> [Required work]: Number every line of the entries below in order, skipping blank lines.
★ ★ ★
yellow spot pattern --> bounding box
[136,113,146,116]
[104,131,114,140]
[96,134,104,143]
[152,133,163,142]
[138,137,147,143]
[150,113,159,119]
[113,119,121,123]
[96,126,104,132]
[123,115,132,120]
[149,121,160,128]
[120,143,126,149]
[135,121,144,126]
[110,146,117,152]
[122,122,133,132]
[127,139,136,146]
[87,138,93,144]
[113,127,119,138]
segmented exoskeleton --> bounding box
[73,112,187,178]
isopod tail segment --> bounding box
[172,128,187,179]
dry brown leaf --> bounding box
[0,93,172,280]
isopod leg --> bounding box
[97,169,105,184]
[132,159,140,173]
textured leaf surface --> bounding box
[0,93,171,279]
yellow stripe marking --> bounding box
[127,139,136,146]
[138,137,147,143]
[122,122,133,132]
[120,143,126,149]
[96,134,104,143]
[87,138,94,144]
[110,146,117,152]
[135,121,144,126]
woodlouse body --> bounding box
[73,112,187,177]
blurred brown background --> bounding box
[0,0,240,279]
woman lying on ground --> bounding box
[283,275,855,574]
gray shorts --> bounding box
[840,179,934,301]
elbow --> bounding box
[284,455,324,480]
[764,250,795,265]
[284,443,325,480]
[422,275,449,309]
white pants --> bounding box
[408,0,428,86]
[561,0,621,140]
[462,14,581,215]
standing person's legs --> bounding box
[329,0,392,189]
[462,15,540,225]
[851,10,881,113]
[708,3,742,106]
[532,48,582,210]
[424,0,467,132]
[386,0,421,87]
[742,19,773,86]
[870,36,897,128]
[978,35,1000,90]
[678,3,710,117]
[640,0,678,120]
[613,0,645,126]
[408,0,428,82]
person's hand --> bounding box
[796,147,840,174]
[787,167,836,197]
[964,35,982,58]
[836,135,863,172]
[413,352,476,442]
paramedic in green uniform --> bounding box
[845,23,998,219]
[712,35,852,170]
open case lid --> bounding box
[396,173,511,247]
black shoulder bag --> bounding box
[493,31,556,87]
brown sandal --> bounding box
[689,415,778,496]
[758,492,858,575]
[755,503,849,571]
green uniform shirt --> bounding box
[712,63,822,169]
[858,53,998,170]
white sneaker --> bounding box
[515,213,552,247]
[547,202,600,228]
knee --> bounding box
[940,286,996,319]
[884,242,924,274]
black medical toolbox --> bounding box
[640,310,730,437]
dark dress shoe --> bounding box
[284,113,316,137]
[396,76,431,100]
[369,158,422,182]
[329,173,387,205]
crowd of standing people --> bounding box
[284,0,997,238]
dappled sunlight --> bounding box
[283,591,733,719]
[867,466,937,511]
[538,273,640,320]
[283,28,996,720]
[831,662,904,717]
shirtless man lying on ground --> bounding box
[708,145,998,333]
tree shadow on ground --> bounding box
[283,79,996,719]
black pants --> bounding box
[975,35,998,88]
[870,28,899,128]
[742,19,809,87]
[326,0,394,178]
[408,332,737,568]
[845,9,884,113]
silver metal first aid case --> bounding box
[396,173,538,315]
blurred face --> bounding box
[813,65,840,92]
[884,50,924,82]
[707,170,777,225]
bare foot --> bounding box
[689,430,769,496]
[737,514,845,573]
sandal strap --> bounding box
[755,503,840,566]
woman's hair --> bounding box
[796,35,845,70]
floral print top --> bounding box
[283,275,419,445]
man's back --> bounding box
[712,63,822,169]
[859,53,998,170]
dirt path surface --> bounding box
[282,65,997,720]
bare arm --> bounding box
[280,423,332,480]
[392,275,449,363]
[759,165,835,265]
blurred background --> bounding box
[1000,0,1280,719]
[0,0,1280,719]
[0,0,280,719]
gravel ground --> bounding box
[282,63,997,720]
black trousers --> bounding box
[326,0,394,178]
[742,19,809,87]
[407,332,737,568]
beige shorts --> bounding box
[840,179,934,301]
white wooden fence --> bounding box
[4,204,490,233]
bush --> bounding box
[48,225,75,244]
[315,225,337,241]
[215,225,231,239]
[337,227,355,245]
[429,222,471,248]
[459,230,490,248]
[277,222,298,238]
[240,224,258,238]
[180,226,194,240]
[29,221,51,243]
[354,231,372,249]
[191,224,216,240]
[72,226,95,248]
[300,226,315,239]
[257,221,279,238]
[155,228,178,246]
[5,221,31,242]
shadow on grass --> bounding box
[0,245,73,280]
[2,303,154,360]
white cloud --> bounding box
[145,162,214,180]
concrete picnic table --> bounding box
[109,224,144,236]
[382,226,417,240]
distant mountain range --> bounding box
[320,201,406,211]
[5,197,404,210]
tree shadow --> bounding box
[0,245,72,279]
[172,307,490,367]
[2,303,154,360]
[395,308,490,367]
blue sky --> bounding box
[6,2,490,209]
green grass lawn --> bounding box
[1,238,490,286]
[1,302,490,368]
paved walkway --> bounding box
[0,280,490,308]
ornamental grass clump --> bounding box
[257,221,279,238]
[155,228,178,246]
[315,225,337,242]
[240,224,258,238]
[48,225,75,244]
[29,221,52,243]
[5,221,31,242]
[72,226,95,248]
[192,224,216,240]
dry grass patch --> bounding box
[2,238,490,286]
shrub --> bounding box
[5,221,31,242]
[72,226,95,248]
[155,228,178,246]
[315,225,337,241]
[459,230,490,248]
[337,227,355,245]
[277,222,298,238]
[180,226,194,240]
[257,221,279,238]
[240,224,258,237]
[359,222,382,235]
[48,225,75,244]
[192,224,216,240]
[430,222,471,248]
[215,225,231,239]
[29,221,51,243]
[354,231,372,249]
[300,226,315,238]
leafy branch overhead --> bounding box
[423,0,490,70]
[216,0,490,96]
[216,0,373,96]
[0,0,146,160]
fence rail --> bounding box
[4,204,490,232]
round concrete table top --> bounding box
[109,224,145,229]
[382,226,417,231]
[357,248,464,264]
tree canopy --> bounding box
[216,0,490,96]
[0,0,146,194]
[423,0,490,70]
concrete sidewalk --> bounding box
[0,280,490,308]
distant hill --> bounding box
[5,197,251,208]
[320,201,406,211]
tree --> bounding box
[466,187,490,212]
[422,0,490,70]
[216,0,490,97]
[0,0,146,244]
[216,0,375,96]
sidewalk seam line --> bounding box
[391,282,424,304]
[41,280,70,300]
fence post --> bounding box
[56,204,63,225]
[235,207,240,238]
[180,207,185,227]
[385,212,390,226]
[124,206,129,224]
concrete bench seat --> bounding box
★ ★ ★
> [Full answer]:
1. yellow spot pattern --> bounding box
2. [136,113,146,116]
3. [104,131,114,140]
4. [96,134,104,143]
5. [152,133,163,142]
6. [138,137,147,143]
7. [150,113,159,119]
8. [113,119,121,123]
9. [96,126,104,132]
10. [123,115,132,120]
11. [149,121,160,128]
12. [120,143,126,149]
13. [135,121,144,126]
14. [110,146,117,152]
15. [122,122,133,132]
16. [127,139,136,146]
17. [87,138,93,144]
18. [113,127,119,138]
19. segmented exoskeleton --> bounding box
20. [73,112,187,178]
21. isopod tail segment --> bounding box
22. [172,128,187,179]
23. dry brown leaf --> bounding box
24. [0,93,172,280]
25. isopod leg --> bounding box
26. [97,169,105,184]
27. [132,159,140,173]
28. textured leaf surface --> bounding box
29. [0,93,171,279]
30. yellow stripe marking --> bounding box
31. [127,139,136,146]
32. [138,137,147,143]
33. [122,122,133,132]
34. [120,143,126,149]
35. [96,134,104,143]
36. [87,138,94,144]
37. [110,146,117,152]
38. [135,121,144,126]
39. woodlouse body --> bounding box
40. [73,112,187,177]
41. blurred brown background --> bounding box
42. [0,0,240,279]
43. woman lying on ground --> bounding box
44. [283,275,855,574]
45. gray shorts --> bounding box
46. [840,179,934,301]
47. elbow --> bounding box
48. [284,455,324,480]
49. [764,250,795,265]
50. [284,443,325,480]
51. [422,275,449,309]
52. white pants --> bounding box
53. [408,0,428,86]
54. [561,0,621,140]
55. [462,14,581,215]
56. standing person's legs --> bounding box
57. [329,0,392,189]
58. [462,15,540,225]
59. [851,10,881,113]
60. [708,3,742,106]
61. [532,48,582,210]
62. [424,0,467,132]
63. [386,0,421,87]
64. [742,19,773,86]
65. [870,36,897,128]
66. [978,35,1000,90]
67. [678,3,710,117]
68. [640,0,678,120]
69. [613,0,645,126]
70. [408,0,428,82]
71. person's hand --> bounding box
72. [796,147,840,174]
73. [787,167,836,197]
74. [964,35,982,58]
75. [836,135,863,172]
76. [413,352,476,442]
77. paramedic in green uniform --> bounding box
78. [845,23,998,219]
79. [712,35,852,170]
80. open case lid --> bounding box
81. [396,173,511,247]
82. black shoulder bag --> bounding box
83. [493,31,556,87]
84. brown sandal --> bounding box
85. [689,415,778,496]
86. [758,492,858,575]
87. [755,503,849,571]
88. green uniform shirt --> bounding box
89. [712,63,822,169]
90. [858,53,998,170]
91. white sneaker --> bounding box
92. [515,213,552,247]
93. [547,202,600,228]
94. knee --> bounding box
95. [940,286,996,319]
96. [884,242,924,274]
97. black medical toolbox --> bounding box
98. [640,310,730,437]
99. dark dress shoe --> bounding box
100. [284,113,316,137]
101. [396,76,431,100]
102. [369,158,422,182]
103. [329,173,387,205]
104. crowd of standing people --> bounding box
105. [284,0,997,238]
106. dappled sunlight --> bounding box
107. [283,591,733,719]
108. [867,466,937,511]
109. [538,273,640,320]
110. [283,28,996,720]
111. [831,662,904,717]
112. shirtless man lying on ground --> bounding box
113. [708,145,998,333]
114. tree shadow on ground --> bounding box
115. [283,79,996,719]
116. black pants --> bounding box
117. [975,35,998,88]
118. [870,28,899,128]
119. [742,19,809,87]
120. [326,0,394,178]
121. [408,332,737,568]
122. [845,9,884,113]
123. silver metal first aid case --> bounding box
124. [396,173,538,315]
125. blurred face --> bounding box
126. [813,65,840,92]
127. [884,50,924,82]
128. [707,170,777,225]
129. bare foot --> bounding box
130. [689,430,769,496]
131. [737,514,845,573]
132. sandal strap --> bounding box
133. [755,503,840,566]
134. woman's hair --> bounding box
135. [796,35,845,70]
136. floral print top --> bounding box
137. [283,275,419,445]
138. man's back --> bounding box
139. [712,63,822,169]
140. [859,53,998,170]
141. dirt path surface --> bounding box
142. [282,65,997,720]
143. bare arm --> bounding box
144. [280,423,332,480]
145. [392,275,449,363]
146. [759,165,835,265]
147. blurred background --> bounding box
148. [1000,0,1280,719]
149. [0,0,1280,719]
150. [0,0,280,719]
151. gravel ground --> bounding box
152. [282,63,997,720]
153. black trousers --> bounding box
154. [326,0,394,178]
155. [742,19,809,87]
156. [407,332,737,568]
157. beige shorts --> bounding box
158. [840,179,934,301]
159. white wooden fence --> bounding box
160. [4,204,490,233]
161. bush --> bounding box
162. [48,225,75,244]
163. [315,225,337,241]
164. [215,225,231,239]
165. [337,227,355,245]
166. [429,222,471,248]
167. [459,230,490,248]
168. [277,222,298,238]
169. [240,224,258,238]
170. [180,226,194,240]
171. [29,221,51,243]
172. [354,231,372,249]
173. [191,224,216,240]
174. [72,226,95,248]
175. [300,226,315,239]
176. [257,221,279,238]
177. [155,228,178,246]
178. [5,221,31,242]
179. shadow on grass --> bounding box
180. [0,245,73,280]
181. [2,303,154,360]
182. white cloud --> bounding box
183. [145,162,214,180]
184. concrete picnic table --> bounding box
185. [109,224,144,236]
186. [382,226,417,240]
187. distant mountain range --> bounding box
188. [320,201,406,211]
189. [5,197,404,210]
190. tree shadow --> bounding box
191. [0,245,72,279]
192. [172,307,490,367]
193. [2,303,154,360]
194. [395,308,490,367]
195. blue sky --> bounding box
196. [6,2,490,209]
197. green grass lawn --> bounding box
198. [1,238,490,286]
199. [1,302,490,368]
200. paved walkway --> bounding box
201. [0,280,490,308]
202. ornamental grass clump --> bounding box
203. [257,221,279,238]
204. [155,228,178,246]
205. [315,225,337,242]
206. [240,224,258,238]
207. [48,225,75,244]
208. [29,221,52,243]
209. [5,221,31,242]
210. [72,226,95,248]
211. [192,224,216,240]
212. dry grass patch --> bounding box
213. [2,238,490,286]
214. shrub --> bounding box
215. [5,221,31,242]
216. [72,226,95,248]
217. [155,228,178,246]
218. [315,225,337,241]
219. [459,230,490,248]
220. [337,227,355,245]
221. [277,222,298,238]
222. [180,226,194,240]
223. [257,221,279,238]
224. [240,224,258,237]
225. [359,222,382,235]
226. [48,225,75,244]
227. [192,224,216,240]
228. [430,222,471,248]
229. [215,225,231,239]
230. [29,221,51,243]
231. [354,231,372,249]
232. [300,226,315,238]
233. leafy branch overhead --> bounding box
234. [423,0,490,70]
235. [216,0,490,96]
236. [216,0,373,96]
237. [0,0,146,160]
238. fence rail --> bounding box
239. [4,204,490,232]
240. round concrete table top --> bounding box
241. [109,224,145,229]
242. [382,226,417,231]
243. [357,248,464,264]
244. tree canopy --> bounding box
245. [216,0,490,96]
246. [0,0,146,194]
247. [423,0,490,70]
248. concrete sidewalk --> bounding box
249. [0,280,490,308]
250. distant hill --> bounding box
251. [5,197,251,208]
252. [320,201,406,211]
253. tree --> bounding box
254. [466,187,490,212]
255. [422,0,490,70]
256. [216,0,490,97]
257. [0,0,146,244]
258. [216,0,375,96]
259. sidewalk seam line --> bounding box
260. [391,282,424,304]
261. [41,280,70,300]
262. fence post --> bounding box
263. [56,204,63,225]
264. [235,207,240,238]
265. [180,207,185,227]
266. [385,212,390,226]
267. [124,206,129,224]
268. concrete bench seat --> bounding box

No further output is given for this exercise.